### Selected passage
* * * *
# Similarity Functions

This notebook describes about the similarity functions that can be used to measure the similarity between two sets.

Firstly we import the shingling functions and other helpful functions.

In [1]:
from shingle import *
from math import ceil, floor
import numpy as np

We will then count how frequent a shingle is in the document. For this I have calculated the frequencies in the document called `data/portuguese/two_ends.txt`. Here we are using portuguese corpus.

Then we create a dictionary called `frequencies` which goes like from the word to its frequency.

In [2]:
# Initialize counts
frequencies = {}
text = open("data/portuguese/two_ends.txt", "r+")
for line in text:
    word = line.strip().split(' ')
    frequencies[word[0]] = float(word[1])   

## TF - IDF

TF-IDF (Term-frequency and Inverse Document Frequency) measures similarity using this:
$$
tfidf(q, d) = \sum_{t \in q \cap d} f_{t, q} \cdot \log \frac{N + 1}{df_{t, d} + 0.5}
$$

Firstly, we define `tf` using this, which is just the frequency counts in the intersection.

In [1]:
def tf(intersection, query):
    '''Counts term frequency'''
    tf = [query.count(word) for word in intersection]
    return np.array(tf)

Afterwards, we compute `idf`, which is inverse document frequency. Here we will make use of the dictionary that we created earlier in order to compute document frequencies.

In [2]:
def idf(intersection, document, N):
    '''Counts inverse document frequency'''
    idf = np.array([frequencies[word] for word in intersection])
    idf = np.log10(np.divide(N + 1, idf + 0.5))
    return idf

Finally we simulate the function `tf_idf` which takes the dot product of `tf` and `idf` arrays.

In [3]:
def tf_idf(query, document, N):
    intersection = [word for word in document if word in query] # intersection
    score = np.dot(tf(intersection, query), idf(intersection, document, N))
    return score

In [11]:
query = two_ends("pizza", 2)
document = two_ends("pizza", 2)
tf_idf(query, document, 50000)
* * * *
Collected data:
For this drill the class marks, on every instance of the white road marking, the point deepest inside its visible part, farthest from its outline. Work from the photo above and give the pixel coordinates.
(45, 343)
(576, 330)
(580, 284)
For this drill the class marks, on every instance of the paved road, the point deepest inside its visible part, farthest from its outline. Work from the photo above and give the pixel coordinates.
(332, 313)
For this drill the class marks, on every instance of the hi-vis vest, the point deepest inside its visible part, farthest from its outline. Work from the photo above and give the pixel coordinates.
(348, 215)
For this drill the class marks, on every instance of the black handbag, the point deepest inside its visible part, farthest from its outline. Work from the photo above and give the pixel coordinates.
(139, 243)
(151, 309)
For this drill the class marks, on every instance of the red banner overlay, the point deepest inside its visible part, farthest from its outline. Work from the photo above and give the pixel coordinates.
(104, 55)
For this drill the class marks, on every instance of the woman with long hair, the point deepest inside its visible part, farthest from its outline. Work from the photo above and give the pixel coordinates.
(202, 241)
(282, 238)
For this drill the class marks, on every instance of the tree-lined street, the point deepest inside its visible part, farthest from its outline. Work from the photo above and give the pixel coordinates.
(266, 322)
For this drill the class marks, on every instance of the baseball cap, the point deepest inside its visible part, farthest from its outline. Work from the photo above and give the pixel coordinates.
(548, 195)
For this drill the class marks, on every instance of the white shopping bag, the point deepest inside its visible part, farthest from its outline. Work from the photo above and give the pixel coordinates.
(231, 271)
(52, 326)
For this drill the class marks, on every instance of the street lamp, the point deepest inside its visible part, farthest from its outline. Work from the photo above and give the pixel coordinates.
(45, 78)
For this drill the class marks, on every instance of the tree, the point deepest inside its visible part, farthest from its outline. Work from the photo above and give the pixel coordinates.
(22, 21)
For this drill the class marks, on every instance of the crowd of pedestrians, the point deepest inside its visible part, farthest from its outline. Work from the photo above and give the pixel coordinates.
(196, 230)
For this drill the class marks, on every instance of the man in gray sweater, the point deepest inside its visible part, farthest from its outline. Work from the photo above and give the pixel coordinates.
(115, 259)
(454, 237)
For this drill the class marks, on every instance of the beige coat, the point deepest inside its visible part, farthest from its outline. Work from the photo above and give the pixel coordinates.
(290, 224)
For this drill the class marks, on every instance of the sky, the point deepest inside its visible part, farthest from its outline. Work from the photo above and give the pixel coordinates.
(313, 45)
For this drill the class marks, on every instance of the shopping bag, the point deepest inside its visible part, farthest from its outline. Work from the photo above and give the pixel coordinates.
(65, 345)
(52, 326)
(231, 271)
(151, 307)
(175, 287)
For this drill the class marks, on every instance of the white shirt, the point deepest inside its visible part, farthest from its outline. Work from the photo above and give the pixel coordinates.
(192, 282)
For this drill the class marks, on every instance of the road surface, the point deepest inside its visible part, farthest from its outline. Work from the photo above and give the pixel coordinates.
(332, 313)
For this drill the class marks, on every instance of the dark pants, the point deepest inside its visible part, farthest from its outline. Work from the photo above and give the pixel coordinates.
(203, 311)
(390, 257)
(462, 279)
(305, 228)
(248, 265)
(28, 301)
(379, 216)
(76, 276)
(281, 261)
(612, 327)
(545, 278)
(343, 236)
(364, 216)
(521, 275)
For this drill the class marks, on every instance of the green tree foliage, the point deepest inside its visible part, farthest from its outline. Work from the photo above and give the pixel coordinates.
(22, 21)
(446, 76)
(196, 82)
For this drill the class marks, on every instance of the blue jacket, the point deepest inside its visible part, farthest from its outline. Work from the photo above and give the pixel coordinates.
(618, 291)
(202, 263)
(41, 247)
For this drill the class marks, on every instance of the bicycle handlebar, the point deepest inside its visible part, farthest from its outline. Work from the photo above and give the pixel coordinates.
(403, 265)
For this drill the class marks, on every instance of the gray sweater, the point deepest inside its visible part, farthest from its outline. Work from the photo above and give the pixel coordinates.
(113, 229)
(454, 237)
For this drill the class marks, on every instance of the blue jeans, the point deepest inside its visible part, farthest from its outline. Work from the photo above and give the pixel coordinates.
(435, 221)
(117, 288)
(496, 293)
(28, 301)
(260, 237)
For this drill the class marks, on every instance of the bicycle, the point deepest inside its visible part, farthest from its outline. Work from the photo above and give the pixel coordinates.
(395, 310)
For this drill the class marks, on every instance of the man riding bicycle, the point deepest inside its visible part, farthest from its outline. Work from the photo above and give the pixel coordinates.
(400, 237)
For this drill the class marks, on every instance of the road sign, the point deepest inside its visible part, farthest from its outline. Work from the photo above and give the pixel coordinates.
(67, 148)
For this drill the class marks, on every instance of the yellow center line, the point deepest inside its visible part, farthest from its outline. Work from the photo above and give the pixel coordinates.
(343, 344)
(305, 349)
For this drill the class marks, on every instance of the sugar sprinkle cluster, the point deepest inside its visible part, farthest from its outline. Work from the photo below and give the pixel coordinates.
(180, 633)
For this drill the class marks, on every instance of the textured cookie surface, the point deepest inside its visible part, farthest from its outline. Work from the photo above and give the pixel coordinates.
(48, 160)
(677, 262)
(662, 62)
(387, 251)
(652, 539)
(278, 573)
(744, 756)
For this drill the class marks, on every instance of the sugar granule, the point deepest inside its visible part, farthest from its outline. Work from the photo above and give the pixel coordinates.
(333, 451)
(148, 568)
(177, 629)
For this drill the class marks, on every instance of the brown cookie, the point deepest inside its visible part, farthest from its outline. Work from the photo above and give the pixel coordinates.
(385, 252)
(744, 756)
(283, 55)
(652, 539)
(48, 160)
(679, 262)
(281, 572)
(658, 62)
* * * *
### Exercises
a. Return the passage of the similarity functions notebook from "TF-IDF (Term-frequency and" up to and including "in the intersection.", unchanged.
b. In the similarity functions notebook, which file are the word frequencies read from?

### Solutions to the problems
a.
TF-IDF (Term-frequency and Inverse Document Frequency) measures similarity using this:
$$
tfidf(q, d) = \sum_{t \in q \cap d} f_{t, q} \cdot \log \frac{N + 1}{df_{t, d} + 0.5}
$$

Firstly, we define `tf` using this, which is just the frequency counts in the intersection.

b. data/portuguese/two_ends.txt